==== MATERIAL PROVIDED ====

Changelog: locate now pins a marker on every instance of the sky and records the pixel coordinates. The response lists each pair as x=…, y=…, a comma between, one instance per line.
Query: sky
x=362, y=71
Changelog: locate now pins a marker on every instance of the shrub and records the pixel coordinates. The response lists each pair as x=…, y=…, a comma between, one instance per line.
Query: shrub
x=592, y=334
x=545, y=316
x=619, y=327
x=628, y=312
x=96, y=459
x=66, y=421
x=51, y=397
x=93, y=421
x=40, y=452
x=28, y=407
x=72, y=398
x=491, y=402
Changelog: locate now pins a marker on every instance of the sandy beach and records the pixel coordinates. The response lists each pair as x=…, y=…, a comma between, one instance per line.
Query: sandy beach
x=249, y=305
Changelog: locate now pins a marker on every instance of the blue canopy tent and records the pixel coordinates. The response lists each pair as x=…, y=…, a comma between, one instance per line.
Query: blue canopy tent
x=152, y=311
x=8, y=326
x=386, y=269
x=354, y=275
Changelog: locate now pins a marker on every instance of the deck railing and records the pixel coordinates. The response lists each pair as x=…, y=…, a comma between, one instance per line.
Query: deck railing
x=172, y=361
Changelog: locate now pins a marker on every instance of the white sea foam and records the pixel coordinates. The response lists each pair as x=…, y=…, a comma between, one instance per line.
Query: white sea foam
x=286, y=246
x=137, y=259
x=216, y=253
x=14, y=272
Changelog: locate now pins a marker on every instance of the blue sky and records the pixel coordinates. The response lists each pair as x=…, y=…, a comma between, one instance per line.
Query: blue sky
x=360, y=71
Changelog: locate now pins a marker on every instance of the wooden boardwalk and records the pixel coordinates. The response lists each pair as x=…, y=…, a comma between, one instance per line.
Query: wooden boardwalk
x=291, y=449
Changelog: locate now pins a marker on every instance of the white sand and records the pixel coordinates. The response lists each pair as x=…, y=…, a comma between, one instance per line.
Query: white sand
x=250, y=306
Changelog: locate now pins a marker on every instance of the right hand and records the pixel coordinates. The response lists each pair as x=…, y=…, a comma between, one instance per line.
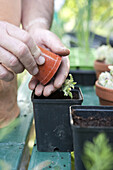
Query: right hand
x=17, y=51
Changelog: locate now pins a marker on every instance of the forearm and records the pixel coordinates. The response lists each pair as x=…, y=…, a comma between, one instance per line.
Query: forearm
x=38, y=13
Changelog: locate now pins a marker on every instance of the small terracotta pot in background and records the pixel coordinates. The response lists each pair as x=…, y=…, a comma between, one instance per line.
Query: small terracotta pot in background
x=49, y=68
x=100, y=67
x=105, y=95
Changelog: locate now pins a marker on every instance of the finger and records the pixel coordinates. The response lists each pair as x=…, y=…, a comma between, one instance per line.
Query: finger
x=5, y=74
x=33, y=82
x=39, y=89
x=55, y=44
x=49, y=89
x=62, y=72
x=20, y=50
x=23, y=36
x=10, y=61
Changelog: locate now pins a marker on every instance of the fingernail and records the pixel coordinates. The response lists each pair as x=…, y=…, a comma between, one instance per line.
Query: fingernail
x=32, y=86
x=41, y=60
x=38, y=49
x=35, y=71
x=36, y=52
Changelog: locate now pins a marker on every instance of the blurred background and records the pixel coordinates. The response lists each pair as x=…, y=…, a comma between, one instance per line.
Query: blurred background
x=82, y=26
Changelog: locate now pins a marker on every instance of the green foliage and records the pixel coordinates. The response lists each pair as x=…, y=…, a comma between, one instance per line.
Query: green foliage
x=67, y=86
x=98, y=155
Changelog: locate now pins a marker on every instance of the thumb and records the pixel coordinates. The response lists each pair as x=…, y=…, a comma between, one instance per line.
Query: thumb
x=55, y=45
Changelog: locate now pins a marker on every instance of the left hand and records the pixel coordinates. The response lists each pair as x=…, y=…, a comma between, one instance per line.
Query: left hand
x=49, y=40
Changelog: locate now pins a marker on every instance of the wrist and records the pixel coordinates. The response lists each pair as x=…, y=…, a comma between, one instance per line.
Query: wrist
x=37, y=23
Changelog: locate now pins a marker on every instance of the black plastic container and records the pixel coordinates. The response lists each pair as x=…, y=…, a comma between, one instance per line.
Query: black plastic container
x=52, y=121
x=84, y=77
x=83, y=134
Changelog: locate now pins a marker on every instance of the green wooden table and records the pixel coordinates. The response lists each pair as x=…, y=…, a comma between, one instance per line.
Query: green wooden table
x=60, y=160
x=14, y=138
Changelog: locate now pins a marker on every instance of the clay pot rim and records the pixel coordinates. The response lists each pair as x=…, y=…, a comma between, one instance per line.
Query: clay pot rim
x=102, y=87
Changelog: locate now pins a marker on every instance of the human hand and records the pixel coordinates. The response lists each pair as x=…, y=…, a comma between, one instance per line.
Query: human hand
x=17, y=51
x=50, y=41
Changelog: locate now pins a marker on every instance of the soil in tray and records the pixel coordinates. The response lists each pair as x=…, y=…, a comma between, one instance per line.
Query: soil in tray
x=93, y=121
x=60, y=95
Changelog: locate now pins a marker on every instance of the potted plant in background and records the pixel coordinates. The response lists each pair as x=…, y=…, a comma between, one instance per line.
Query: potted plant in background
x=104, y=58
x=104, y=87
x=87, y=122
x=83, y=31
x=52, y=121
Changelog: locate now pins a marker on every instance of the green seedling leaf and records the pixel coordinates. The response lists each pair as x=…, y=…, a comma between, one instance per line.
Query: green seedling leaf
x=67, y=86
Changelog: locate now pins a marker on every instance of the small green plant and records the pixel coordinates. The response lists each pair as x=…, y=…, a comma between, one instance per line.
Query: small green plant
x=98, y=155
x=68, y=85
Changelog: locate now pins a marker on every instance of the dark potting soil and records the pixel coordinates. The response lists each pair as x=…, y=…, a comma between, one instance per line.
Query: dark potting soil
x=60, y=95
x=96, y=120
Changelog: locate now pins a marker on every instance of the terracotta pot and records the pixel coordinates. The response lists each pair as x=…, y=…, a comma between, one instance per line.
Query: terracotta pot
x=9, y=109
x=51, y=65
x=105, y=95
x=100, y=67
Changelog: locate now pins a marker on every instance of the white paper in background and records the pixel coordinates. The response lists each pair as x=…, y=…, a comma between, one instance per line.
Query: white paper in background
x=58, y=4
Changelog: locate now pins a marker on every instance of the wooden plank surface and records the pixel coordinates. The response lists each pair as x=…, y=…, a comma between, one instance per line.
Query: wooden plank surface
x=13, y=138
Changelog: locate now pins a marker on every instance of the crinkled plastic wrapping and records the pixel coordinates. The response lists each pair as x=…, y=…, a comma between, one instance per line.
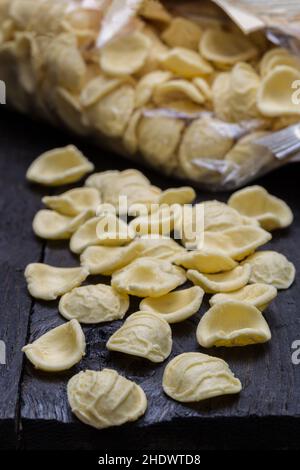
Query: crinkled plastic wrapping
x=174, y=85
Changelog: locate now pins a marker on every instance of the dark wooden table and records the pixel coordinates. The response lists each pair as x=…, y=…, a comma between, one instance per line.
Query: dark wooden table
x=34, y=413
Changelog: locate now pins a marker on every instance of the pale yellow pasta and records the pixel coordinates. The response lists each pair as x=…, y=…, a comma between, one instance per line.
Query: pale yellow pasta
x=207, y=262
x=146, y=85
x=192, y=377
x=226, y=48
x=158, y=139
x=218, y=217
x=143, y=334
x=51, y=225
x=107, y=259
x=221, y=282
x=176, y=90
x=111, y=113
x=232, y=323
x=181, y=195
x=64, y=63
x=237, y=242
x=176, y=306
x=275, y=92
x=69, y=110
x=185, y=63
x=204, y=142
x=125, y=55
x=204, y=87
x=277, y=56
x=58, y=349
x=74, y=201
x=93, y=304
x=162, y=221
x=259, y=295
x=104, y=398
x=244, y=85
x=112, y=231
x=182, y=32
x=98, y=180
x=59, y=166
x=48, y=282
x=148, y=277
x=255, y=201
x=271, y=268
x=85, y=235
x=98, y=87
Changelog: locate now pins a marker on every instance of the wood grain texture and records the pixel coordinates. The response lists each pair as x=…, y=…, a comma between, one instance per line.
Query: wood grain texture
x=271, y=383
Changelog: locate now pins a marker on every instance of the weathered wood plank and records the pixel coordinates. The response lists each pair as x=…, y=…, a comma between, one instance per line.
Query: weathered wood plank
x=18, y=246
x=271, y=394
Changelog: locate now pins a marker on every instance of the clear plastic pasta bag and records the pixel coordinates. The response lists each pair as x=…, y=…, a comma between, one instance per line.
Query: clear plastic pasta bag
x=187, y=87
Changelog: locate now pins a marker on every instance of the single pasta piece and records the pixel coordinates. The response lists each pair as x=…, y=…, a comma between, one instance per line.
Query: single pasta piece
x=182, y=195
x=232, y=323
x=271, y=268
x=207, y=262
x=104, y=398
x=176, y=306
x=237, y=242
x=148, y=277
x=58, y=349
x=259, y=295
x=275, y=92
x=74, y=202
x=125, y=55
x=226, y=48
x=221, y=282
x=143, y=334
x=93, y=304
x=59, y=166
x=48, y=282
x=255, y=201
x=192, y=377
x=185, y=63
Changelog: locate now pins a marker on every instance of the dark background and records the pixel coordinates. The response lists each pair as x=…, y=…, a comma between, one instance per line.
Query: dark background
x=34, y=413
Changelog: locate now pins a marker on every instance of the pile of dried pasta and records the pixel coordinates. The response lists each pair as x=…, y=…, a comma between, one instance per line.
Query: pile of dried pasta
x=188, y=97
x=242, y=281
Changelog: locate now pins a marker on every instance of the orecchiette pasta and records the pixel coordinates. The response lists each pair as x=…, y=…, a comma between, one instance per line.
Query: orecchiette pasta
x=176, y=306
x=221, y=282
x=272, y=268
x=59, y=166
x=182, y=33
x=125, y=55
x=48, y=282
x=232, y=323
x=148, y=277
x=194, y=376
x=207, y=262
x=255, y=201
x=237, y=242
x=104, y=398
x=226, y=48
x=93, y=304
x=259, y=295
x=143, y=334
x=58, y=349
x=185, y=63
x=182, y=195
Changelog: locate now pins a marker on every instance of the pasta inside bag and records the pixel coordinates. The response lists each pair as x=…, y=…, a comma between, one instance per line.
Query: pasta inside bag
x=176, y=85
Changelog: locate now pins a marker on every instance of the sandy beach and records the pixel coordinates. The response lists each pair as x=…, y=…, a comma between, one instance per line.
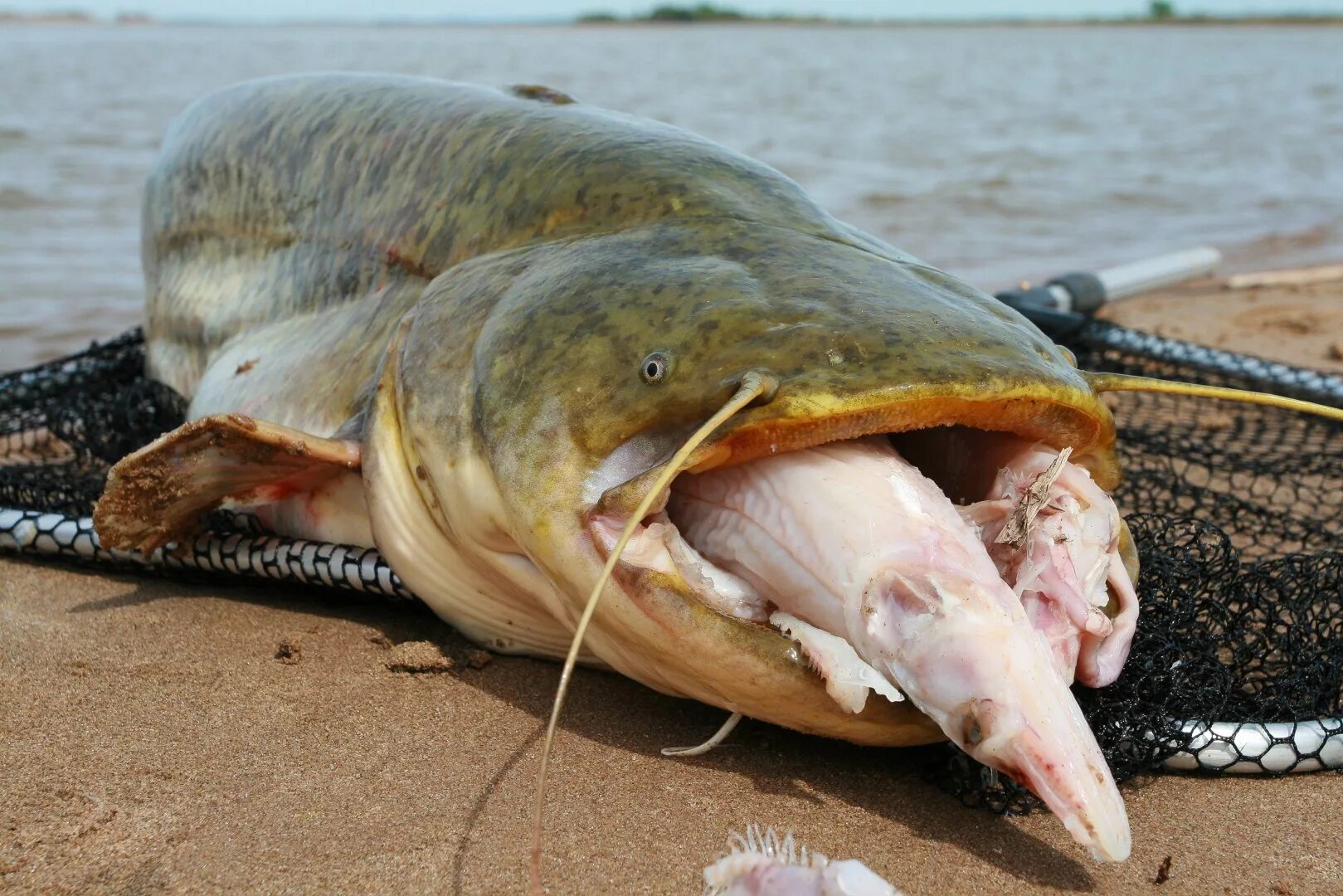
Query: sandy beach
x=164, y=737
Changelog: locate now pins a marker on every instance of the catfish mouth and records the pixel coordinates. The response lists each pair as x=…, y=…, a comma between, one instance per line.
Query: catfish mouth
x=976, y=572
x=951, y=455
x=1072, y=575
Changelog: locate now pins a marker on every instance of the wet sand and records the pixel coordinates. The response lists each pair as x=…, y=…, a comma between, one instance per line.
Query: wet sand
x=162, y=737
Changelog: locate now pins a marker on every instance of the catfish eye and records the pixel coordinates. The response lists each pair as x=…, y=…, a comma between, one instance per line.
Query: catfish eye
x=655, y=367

====

**TASK DESCRIPTION:**
One inclusive range is required: first line of the data through the line containing "of the shrub". Set it down exactly and output nothing else.

**RESULT OF THE EXERCISE:**
Changelog: locate now pins a marker on every instance of the sky and records the pixel coordinates. The response lists each pair as x=…, y=…, a comma between, one instance per line.
Query: sky
x=362, y=71
Changelog: locate now pins a marker on every instance of the shrub and records the pixel coordinates. The response lists each pair as x=…, y=…, a comma between, one instance per line.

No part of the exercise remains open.